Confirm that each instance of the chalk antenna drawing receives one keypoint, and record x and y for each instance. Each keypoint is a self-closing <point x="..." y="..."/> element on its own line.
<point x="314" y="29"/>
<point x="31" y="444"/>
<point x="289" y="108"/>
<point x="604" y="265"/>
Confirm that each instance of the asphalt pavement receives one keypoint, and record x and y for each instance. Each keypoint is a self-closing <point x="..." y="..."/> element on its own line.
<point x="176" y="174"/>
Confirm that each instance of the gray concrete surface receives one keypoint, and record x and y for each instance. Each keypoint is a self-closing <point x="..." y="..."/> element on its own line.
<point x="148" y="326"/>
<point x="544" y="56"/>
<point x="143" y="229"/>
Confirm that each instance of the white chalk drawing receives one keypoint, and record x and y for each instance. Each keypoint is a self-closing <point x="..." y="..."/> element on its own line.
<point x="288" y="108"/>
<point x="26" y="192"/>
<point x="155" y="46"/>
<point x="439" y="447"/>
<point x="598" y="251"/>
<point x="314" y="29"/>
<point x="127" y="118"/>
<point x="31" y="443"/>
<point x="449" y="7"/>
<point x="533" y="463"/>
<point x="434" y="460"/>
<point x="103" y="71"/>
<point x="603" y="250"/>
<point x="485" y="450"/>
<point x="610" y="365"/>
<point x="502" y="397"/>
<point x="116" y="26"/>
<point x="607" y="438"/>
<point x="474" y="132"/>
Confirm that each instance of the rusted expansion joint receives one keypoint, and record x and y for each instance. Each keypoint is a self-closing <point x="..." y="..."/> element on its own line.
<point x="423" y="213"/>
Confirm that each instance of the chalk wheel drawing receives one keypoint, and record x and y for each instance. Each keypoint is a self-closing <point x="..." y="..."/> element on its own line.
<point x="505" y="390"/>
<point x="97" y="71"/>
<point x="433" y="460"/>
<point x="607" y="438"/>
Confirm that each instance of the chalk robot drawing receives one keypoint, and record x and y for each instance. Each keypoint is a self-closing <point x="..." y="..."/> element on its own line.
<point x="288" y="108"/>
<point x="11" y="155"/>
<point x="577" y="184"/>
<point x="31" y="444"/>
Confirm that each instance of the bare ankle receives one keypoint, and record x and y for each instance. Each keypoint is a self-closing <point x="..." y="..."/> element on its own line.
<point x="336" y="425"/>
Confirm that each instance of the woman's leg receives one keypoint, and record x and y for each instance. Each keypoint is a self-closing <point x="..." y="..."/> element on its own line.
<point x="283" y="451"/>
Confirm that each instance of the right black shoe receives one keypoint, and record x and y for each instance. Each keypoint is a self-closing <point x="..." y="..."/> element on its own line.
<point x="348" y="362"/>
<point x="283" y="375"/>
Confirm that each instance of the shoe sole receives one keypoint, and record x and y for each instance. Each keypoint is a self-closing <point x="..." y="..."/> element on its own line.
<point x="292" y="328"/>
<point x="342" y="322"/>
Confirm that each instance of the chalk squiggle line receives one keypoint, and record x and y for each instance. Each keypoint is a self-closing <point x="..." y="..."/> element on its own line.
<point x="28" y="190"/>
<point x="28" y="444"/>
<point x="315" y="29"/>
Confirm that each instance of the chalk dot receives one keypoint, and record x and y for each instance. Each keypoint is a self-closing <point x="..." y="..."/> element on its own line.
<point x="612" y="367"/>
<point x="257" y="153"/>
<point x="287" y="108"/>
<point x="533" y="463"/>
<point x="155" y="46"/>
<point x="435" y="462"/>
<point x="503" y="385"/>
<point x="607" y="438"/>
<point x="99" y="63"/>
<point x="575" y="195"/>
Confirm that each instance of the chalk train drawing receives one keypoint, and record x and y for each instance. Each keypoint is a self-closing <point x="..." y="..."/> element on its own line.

ASSIGNED TASK
In this exercise, repeat all entries exactly.

WRITTEN ANSWER
Confirm that each instance of the chalk antenna drawing receives one keypoint, and record x and y for each instance. Each keypoint is a self-closing <point x="..." y="..."/> element on its own line.
<point x="314" y="29"/>
<point x="31" y="444"/>
<point x="289" y="108"/>
<point x="604" y="265"/>
Confirm that each instance of the asphalt pavement receives one keypoint, and record x and y for each instance. Each keypoint is a self-closing <point x="..." y="..."/> element on its own line.
<point x="176" y="174"/>
Confirm that each instance of the gray concrete surface receives one keypoint, and record x and y for each instance. Each keypoint is a self-closing <point x="..." y="..."/> element on its own line.
<point x="148" y="326"/>
<point x="544" y="56"/>
<point x="143" y="229"/>
Confirm that each instance of the white chalk drawing receives one keypoint, and record x and y for each instance. Each keypoint is a self-closing <point x="..." y="..."/> element on its own line.
<point x="288" y="108"/>
<point x="26" y="192"/>
<point x="155" y="46"/>
<point x="439" y="447"/>
<point x="598" y="251"/>
<point x="314" y="29"/>
<point x="127" y="118"/>
<point x="31" y="443"/>
<point x="449" y="7"/>
<point x="533" y="463"/>
<point x="434" y="460"/>
<point x="103" y="71"/>
<point x="603" y="250"/>
<point x="485" y="450"/>
<point x="610" y="365"/>
<point x="502" y="397"/>
<point x="116" y="26"/>
<point x="607" y="438"/>
<point x="474" y="132"/>
Confirm that each instance of the rusted expansion joint receives one keypoint, and record x and y for each instance. Each keypoint is a self-closing <point x="..." y="..."/> element on its own line.
<point x="423" y="213"/>
Confirm that each instance of the chalk wheel drawing receives one keypoint, and record x and y for each instance. Each keypoint is a self-closing <point x="..." y="..."/> element on its own line.
<point x="505" y="390"/>
<point x="97" y="71"/>
<point x="433" y="460"/>
<point x="607" y="438"/>
Confirm that each instance of the chalk robot drawing receives one keypoint, and record x and y for each instance. Each keypoint is a self-closing <point x="..." y="..."/> element on its own line.
<point x="288" y="108"/>
<point x="11" y="155"/>
<point x="577" y="184"/>
<point x="31" y="444"/>
Confirm that each instance of the bare ankle receives one keypoint, and record x and y for each instance. Each keypoint is a self-closing <point x="..." y="..."/> element on its own line.
<point x="336" y="425"/>
Confirm that each instance of the woman's leg receives one keypoint, and record x and y for each instance. Each keypoint is a self-closing <point x="..." y="..."/> element on its own line.
<point x="283" y="451"/>
Confirm that each instance of the right black shoe receives one keypoint, and record x and y for each instance. Each keypoint is a self-closing <point x="..." y="..."/> element on its own line.
<point x="348" y="362"/>
<point x="283" y="375"/>
Confirm that each instance of the shoe sole receives one keypoint, and record x and y for each instance. Each keypoint is a self-closing <point x="..." y="..."/> element on its own line.
<point x="292" y="328"/>
<point x="342" y="322"/>
Confirm that each instance of the chalk squiggle line receives one keypoint, and record x and y for each instance. Each keypoint is a self-closing <point x="..." y="..."/> element on its own line.
<point x="28" y="190"/>
<point x="28" y="444"/>
<point x="315" y="29"/>
Confirm that each instance of the chalk dot receives one keypoint, and record x and y for each instance. Each keypoint is a self-closing <point x="..." y="..."/> element on its own line.
<point x="612" y="367"/>
<point x="257" y="153"/>
<point x="287" y="108"/>
<point x="533" y="463"/>
<point x="155" y="46"/>
<point x="435" y="462"/>
<point x="503" y="385"/>
<point x="607" y="438"/>
<point x="99" y="63"/>
<point x="575" y="195"/>
Confirm that each instance of the chalk train drawing receives one keypoint, and record x and y for each instance. Each keypoint is a self-closing <point x="..." y="..."/> element on its own line.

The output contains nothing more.